GIVEN RECORDS ::
========

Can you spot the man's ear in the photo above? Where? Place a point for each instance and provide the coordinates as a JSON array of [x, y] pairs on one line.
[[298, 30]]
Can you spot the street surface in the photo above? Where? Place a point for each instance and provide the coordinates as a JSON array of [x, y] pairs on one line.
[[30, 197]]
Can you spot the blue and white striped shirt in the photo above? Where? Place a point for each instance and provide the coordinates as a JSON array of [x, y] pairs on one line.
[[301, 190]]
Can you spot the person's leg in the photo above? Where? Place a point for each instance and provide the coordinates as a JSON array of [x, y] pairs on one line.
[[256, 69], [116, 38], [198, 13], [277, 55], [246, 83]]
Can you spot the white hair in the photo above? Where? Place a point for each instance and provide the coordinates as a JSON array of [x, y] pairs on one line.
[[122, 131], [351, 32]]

========

EXERCISE OBJECTIVE :: Render every line of the records above as a Markdown table with two columns, "Number" and "Entry", omitting any blank lines.

EXERCISE OUTPUT ::
| Number | Entry |
|---|---|
| 1 | Can you spot the man's ear in the photo above? Where? Place a point for each instance and provide the coordinates as a JSON array of [x, y] pairs on one line. |
| 2 | [[298, 30]] |
| 3 | Can you spot the street surface in the photo above? Where? Place a point for each instance and provide the coordinates as a JSON array of [x, y] pairs on one line. |
| 4 | [[30, 197]] |
| 5 | Can you spot the blue and white striped shirt in the photo above? Where? Place a point for each instance and provide the coordinates as a JSON array of [x, y] pairs on one line. |
| 6 | [[301, 190]] |
| 7 | Can you spot the person's leg in the photo above? Where? Place a point for each instance and provide the coordinates as a JSON array of [x, y] pairs on one line. |
| 8 | [[256, 69], [116, 38], [198, 13], [277, 55], [246, 83]] |
| 9 | Can you spot the white hair in the photo above? Where? Place a point for each instance and provide the coordinates as a JSON array of [x, y] pairs on one line. |
| 10 | [[122, 131], [351, 32]] |